Count the lines in the records below that contain the string "flower", treating case as significant, and give only the number.

[Entries from a dataset]
===============

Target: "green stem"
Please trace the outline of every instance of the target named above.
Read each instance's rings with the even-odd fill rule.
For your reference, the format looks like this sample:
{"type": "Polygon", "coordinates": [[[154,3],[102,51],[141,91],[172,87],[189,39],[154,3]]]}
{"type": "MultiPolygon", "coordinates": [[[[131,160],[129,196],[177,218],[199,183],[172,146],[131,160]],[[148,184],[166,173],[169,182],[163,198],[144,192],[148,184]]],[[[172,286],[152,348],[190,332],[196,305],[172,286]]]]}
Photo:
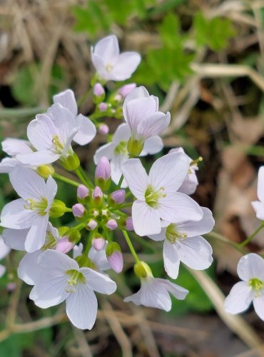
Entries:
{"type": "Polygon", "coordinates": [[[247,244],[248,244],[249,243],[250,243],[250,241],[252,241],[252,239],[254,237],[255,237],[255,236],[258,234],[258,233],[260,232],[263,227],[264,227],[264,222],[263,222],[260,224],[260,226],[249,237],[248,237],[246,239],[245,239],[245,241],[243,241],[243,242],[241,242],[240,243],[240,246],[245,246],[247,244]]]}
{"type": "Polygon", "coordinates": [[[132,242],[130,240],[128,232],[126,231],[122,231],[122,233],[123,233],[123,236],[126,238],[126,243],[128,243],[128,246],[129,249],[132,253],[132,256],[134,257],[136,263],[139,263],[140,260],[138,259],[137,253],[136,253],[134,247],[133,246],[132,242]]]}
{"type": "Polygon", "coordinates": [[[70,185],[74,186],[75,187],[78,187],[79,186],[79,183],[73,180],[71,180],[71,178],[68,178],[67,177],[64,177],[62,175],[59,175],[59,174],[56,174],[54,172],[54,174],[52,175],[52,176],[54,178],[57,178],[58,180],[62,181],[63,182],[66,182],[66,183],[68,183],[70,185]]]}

===============

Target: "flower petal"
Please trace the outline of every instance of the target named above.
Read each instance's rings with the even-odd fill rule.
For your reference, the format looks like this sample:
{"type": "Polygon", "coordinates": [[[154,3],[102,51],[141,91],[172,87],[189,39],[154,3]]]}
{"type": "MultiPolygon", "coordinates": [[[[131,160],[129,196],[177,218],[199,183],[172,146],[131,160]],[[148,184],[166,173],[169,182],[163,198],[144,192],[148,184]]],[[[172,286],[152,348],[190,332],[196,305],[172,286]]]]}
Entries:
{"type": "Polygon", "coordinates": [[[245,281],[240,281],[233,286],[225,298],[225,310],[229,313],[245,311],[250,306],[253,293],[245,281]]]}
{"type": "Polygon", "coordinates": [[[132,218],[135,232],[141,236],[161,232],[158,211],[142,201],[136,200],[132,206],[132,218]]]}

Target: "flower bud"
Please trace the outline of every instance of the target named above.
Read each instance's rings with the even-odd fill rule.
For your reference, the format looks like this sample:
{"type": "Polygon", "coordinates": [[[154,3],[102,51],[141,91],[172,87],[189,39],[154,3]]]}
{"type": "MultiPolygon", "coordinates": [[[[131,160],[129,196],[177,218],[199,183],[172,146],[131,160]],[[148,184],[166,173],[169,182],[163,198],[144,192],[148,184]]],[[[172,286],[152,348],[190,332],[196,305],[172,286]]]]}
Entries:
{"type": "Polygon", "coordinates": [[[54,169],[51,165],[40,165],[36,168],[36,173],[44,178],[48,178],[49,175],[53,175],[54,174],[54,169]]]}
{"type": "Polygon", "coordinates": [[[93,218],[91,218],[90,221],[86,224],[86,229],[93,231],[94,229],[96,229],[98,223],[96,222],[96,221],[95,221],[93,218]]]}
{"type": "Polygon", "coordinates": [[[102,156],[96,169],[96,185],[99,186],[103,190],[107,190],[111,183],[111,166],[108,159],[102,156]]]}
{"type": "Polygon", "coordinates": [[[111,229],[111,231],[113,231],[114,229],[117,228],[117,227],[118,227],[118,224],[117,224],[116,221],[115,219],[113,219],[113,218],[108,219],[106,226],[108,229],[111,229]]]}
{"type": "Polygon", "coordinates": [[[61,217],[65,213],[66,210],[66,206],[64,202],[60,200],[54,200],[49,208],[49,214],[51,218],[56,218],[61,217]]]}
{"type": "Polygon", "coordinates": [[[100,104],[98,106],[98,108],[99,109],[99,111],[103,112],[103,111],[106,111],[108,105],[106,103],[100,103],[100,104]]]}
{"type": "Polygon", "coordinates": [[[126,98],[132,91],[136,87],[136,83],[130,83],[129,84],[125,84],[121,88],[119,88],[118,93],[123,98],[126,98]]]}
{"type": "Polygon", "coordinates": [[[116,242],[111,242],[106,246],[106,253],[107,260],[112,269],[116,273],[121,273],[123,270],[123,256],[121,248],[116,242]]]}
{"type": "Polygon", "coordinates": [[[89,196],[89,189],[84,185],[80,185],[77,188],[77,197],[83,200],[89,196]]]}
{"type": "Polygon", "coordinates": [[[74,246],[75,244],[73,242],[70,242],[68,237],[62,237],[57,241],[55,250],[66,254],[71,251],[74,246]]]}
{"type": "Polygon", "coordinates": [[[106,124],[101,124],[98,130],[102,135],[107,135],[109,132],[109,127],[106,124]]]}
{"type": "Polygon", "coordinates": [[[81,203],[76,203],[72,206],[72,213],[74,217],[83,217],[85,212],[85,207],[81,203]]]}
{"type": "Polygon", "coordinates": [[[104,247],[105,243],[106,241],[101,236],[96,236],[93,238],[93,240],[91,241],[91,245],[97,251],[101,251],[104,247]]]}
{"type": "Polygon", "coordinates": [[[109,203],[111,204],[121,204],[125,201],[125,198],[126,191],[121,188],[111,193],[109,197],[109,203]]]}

===============

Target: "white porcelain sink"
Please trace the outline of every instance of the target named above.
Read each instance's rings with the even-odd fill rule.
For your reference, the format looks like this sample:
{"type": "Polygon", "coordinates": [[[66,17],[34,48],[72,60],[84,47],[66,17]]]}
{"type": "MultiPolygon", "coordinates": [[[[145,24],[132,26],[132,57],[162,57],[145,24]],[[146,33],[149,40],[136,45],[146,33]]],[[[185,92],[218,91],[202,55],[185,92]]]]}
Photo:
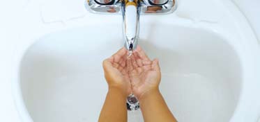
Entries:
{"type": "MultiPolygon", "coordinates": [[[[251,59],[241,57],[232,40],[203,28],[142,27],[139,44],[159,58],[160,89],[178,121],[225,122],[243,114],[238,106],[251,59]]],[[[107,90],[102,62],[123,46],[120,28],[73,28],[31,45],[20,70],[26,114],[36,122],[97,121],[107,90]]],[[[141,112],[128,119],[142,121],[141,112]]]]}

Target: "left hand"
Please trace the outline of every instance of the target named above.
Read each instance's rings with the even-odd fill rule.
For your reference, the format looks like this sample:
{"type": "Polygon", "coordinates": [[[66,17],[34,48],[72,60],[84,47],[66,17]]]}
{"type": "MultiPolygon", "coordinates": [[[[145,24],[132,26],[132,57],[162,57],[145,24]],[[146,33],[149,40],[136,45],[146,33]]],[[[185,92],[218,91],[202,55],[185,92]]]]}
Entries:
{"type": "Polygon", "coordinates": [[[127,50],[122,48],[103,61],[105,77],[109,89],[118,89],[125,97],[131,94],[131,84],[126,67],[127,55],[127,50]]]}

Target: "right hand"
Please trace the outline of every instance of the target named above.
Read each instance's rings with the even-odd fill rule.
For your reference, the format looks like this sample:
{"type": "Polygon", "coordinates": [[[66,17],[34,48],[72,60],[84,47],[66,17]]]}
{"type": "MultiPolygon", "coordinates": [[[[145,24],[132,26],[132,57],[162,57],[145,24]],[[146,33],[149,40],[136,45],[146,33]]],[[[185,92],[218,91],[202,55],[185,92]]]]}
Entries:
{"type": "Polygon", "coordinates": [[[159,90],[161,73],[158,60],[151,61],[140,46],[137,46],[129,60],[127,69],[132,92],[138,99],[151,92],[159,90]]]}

===============

Task result
2